BRIEF
Copy the data word for word, starting at the line that contains "Target: yellow flower" and continuing through the end of the data.

GIVEN INFORMATION
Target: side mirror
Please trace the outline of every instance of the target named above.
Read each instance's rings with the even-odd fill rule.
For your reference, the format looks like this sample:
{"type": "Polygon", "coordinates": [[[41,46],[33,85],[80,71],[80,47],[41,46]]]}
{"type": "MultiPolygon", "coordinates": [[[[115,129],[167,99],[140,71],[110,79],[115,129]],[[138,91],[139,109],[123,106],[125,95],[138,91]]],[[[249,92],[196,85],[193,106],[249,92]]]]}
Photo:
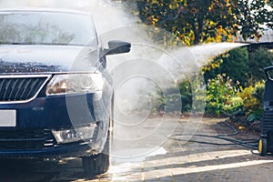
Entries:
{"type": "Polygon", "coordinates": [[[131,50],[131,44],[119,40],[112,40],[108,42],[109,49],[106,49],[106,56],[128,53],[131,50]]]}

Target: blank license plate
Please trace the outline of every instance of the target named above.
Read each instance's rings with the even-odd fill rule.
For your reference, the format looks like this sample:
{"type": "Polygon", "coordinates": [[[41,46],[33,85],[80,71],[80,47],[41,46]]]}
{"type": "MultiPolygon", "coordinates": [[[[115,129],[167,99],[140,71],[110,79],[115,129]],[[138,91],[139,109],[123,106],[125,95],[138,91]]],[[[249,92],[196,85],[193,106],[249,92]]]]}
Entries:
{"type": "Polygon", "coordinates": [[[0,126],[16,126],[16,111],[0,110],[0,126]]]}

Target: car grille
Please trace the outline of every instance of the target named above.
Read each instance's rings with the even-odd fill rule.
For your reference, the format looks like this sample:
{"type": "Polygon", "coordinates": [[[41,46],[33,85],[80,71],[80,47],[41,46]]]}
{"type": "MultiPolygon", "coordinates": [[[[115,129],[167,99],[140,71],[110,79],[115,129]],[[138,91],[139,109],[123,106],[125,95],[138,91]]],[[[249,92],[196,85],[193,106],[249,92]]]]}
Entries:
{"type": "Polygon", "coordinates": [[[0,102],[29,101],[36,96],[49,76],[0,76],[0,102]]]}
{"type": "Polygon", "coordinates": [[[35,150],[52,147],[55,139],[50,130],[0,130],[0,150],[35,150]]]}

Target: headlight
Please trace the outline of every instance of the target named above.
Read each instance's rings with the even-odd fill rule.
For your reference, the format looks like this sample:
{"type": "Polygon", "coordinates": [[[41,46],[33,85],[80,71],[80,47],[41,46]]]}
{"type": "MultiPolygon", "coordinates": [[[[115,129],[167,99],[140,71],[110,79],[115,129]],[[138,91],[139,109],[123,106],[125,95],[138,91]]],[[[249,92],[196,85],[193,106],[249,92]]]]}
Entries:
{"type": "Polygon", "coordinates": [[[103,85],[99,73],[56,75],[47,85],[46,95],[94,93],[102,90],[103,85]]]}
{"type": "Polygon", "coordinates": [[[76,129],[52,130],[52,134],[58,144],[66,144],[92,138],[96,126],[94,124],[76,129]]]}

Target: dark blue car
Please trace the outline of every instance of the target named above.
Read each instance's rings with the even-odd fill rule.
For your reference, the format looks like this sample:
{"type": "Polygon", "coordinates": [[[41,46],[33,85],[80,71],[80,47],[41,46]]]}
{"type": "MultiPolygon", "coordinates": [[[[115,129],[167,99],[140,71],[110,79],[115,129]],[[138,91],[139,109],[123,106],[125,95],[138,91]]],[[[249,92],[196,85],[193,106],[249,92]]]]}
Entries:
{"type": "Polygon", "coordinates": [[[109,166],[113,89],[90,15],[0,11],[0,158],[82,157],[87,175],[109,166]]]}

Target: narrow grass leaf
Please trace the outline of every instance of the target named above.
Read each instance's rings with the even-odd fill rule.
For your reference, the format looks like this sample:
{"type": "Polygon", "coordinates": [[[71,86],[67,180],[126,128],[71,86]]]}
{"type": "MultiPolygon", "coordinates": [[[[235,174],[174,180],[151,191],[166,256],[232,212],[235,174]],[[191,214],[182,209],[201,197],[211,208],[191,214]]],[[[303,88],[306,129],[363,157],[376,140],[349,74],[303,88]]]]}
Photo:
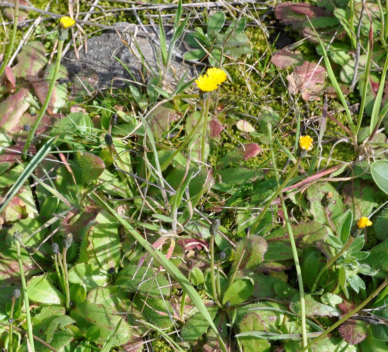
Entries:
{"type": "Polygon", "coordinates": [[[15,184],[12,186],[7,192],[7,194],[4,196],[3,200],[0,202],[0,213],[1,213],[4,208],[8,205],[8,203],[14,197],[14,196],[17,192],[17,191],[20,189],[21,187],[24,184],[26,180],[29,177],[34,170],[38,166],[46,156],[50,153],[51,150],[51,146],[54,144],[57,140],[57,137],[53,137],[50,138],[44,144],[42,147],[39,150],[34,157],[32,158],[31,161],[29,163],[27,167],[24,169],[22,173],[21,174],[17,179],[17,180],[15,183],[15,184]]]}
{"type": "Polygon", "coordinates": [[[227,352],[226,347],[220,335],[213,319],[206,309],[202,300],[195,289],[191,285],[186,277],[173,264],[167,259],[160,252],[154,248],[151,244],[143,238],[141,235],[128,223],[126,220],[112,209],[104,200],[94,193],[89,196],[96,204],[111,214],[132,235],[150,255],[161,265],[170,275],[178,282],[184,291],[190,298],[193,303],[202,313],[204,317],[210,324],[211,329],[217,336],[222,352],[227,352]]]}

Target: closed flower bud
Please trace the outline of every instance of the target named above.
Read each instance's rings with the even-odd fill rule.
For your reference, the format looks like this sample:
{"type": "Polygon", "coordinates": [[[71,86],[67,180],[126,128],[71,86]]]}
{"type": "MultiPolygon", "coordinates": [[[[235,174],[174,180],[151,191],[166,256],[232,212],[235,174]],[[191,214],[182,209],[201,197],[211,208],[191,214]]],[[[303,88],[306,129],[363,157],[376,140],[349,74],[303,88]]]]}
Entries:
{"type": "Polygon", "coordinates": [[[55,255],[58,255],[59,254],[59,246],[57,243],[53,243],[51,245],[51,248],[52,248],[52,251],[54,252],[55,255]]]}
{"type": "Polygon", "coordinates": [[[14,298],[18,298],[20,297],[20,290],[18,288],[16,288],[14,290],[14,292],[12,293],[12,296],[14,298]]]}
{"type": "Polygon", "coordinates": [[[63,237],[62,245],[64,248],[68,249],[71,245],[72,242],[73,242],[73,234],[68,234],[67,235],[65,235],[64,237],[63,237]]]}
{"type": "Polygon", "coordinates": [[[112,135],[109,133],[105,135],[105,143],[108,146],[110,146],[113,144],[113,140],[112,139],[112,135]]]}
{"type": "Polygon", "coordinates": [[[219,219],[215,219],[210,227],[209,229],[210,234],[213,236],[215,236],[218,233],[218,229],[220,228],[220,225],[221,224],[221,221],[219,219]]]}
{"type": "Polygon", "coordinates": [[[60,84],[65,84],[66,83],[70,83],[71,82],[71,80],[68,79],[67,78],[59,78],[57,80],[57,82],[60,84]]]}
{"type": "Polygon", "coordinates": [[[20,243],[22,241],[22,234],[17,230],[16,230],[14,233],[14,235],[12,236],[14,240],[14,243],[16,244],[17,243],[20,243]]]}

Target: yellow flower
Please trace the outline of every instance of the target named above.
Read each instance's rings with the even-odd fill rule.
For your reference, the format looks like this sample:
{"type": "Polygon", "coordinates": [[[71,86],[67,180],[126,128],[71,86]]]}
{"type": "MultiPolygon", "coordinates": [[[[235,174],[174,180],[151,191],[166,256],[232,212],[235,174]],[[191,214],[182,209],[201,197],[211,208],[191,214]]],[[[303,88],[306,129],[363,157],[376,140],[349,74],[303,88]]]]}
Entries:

RIGHT ANSWER
Target: yellow flower
Please trace the outline of every instance of the target named above.
Read each instance's rings with the even-odd fill rule.
For your reference, the format looks like this sample:
{"type": "Polygon", "coordinates": [[[71,86],[67,180],[126,128],[71,86]]]}
{"type": "MultiPolygon", "coordinates": [[[[235,174],[174,180],[151,191],[166,256],[232,212],[235,174]],[[191,214],[182,209],[201,197],[211,208],[191,214]]],[[[303,88],[306,129],[363,157],[376,140],[349,74],[303,88]]]]}
Entries:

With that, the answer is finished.